■ **SOURCE TEXT**
## begin

What Moms need to know about sending their kids to camp

Updated: Oct 4

You’ve finally managed to choose a holiday camp for your child, but perhaps you’re a little anxious as you don’t know what to expect. Will it be safe? Will it be fun? Will it be rewarding? Will the kids be OK on their own?



The first thing to remember about camps, whether they be focused on sports, maths, coding, science, or any educational activity, is that they should be fun. Kids spend a lot of time at school, so camps should offer something different. Yes, they should be enriching learning experiences, but camps should also be an opportunity for kids to explore their passions (anyone for dinosaurs or outer space?) but with plenty of time for making friends and playing. Summer camps and other holiday camps can offer a great opportunity for kids to build independence and confidence in their abilities to try new things and meet new people. They can learn about the benefits of teamwork, respect for others, and how to have fun without screens (imagine that!).


Needless to say, parents aren’t directly immersed in the camp experience, so it’s completely natural for them to feel some concern. Planning ahead and preparing your child for camp can always help reduce parental anxiety, but here are some additional key points that we hope will be useful:


First day tears


Just like on their first day at school, small children might cry at first. This can be painful for parents, who don’t get to see that their child stops crying a few minutes after they leave! Experience has shown that prolonged drop-offs make kids more upset, so it’s always advisable to say a quick ‘goodbye’.

## end

■ **Coordinate labeling data**

## begin

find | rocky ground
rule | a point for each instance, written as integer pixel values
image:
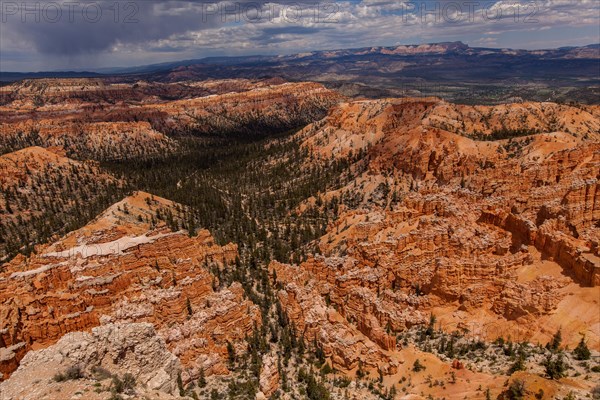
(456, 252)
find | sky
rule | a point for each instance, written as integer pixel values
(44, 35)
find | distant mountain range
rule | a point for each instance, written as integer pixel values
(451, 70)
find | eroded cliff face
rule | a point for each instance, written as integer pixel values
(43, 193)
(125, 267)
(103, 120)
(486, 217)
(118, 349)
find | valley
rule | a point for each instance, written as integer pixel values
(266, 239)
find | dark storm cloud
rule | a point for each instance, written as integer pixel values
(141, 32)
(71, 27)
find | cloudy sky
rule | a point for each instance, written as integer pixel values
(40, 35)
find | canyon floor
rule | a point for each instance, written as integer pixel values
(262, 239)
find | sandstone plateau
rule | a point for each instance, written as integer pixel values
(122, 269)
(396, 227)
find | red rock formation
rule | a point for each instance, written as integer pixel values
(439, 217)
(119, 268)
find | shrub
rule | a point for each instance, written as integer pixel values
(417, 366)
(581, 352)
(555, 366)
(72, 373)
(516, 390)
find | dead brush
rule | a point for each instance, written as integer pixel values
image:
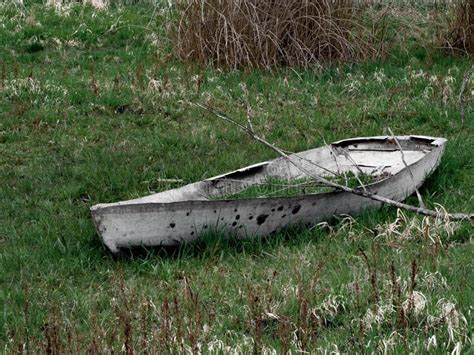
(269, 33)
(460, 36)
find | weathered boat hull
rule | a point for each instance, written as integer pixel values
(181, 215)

## end
## begin

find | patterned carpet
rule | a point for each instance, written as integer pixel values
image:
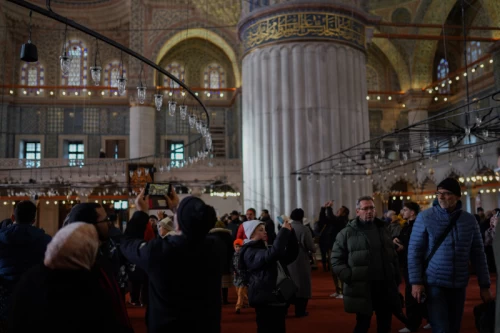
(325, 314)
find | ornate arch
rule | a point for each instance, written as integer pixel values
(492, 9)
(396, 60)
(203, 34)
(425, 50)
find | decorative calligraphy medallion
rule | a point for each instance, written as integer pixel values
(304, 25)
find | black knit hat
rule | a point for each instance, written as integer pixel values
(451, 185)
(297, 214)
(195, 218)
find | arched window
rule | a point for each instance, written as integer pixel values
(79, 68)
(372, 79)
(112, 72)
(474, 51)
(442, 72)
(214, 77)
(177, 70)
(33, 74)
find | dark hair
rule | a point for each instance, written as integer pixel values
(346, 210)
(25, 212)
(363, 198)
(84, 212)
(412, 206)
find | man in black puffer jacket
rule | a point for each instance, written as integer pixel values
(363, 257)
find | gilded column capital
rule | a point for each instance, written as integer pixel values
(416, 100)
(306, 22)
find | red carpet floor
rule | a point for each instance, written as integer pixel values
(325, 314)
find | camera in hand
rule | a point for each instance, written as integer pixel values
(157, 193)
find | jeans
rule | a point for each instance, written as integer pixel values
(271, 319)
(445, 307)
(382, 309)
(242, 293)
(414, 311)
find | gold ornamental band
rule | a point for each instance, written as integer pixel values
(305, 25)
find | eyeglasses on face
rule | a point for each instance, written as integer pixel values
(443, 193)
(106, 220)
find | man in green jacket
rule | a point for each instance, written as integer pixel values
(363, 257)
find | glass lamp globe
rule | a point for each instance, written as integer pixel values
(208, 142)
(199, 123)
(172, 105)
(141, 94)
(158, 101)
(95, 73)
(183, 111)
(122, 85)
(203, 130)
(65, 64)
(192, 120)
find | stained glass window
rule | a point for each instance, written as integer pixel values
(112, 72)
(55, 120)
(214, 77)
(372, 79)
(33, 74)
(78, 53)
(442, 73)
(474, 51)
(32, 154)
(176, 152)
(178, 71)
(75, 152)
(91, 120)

## end
## begin

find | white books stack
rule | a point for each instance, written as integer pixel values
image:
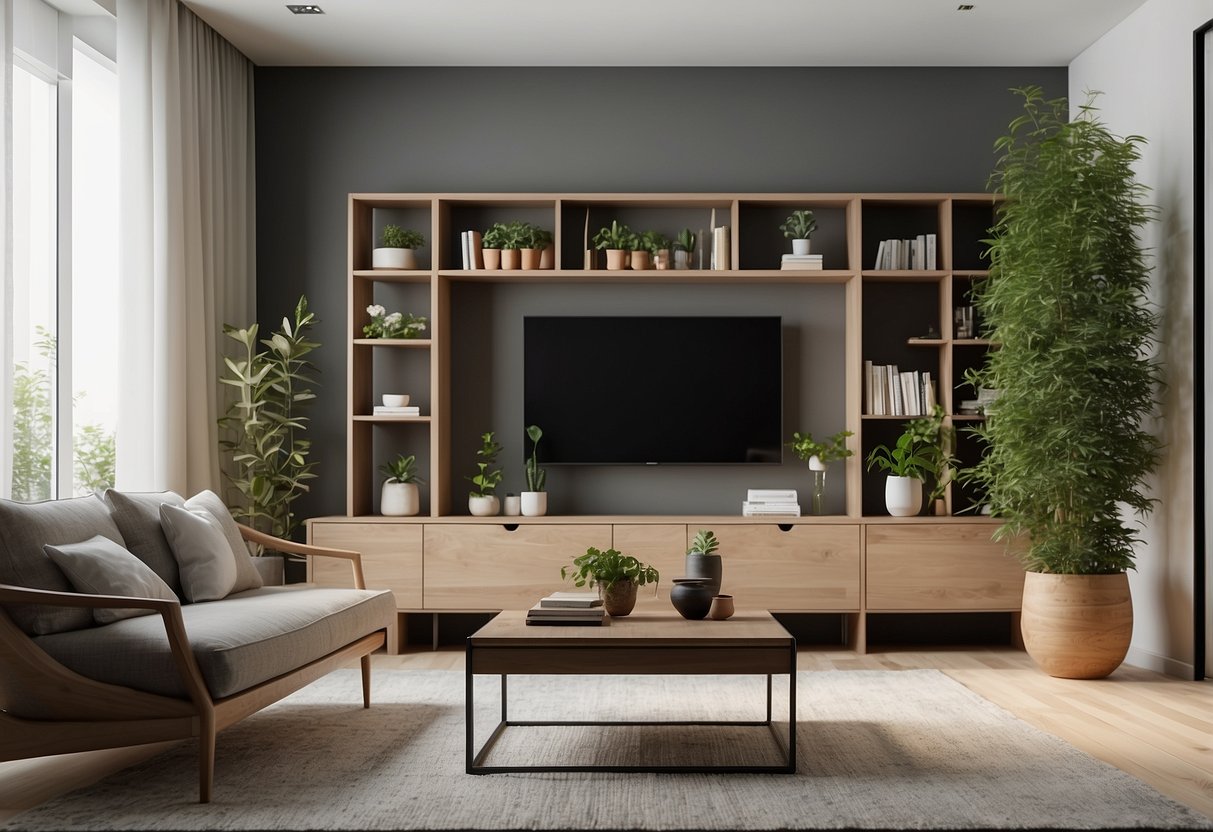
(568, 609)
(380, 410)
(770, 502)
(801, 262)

## end

■ **REQUIRED WORK**
- A) Answer these from the article on sending kids to camp:
(i) What two things can summer and holiday camps help kids build?
(ii) What does the article say can help reduce parental anxiety?
(iii) According to experience, what effect do prolonged drop-offs have on kids?
- B) Resume the article on sending kids to camp, picking up right after its final sentence.

■ **EXERCISE RESULTS**
- A)
(i) Independence and confidence in their abilities to try new things and meet new people.
(ii) Planning ahead and preparing your child for camp.
(iii) They make kids more upset.

- B)
It pays to pack underwear


If your child is newly toilet trained, it’s always a good idea to pack extra underwear as accidents happen and having spare underwear can avoid embarrassment for them.


Embrace new social groups


Although it can reassure kids if they’re attending camp with a friend or older sibling, being surrounded by strangers is not always a bad thing. Thriving in new social groups is great for self-esteem, independence, and enhanced social skills.


Knowledge is golden


Does your child have any particular interests or hobbies, or is there anything they really like or don’t like? This knowledge can help the camp facilitator make your child’s experience as personal as possible, and ensure they get the most from camp.


Always warn of allergies


If your child has any allergies, especially nut allergies or potentially life-threatening conditions, it is very important to notify the camp facilitator before the first day of camp. This helps them take the necessary precautions to make conditions as safe as possible for your child.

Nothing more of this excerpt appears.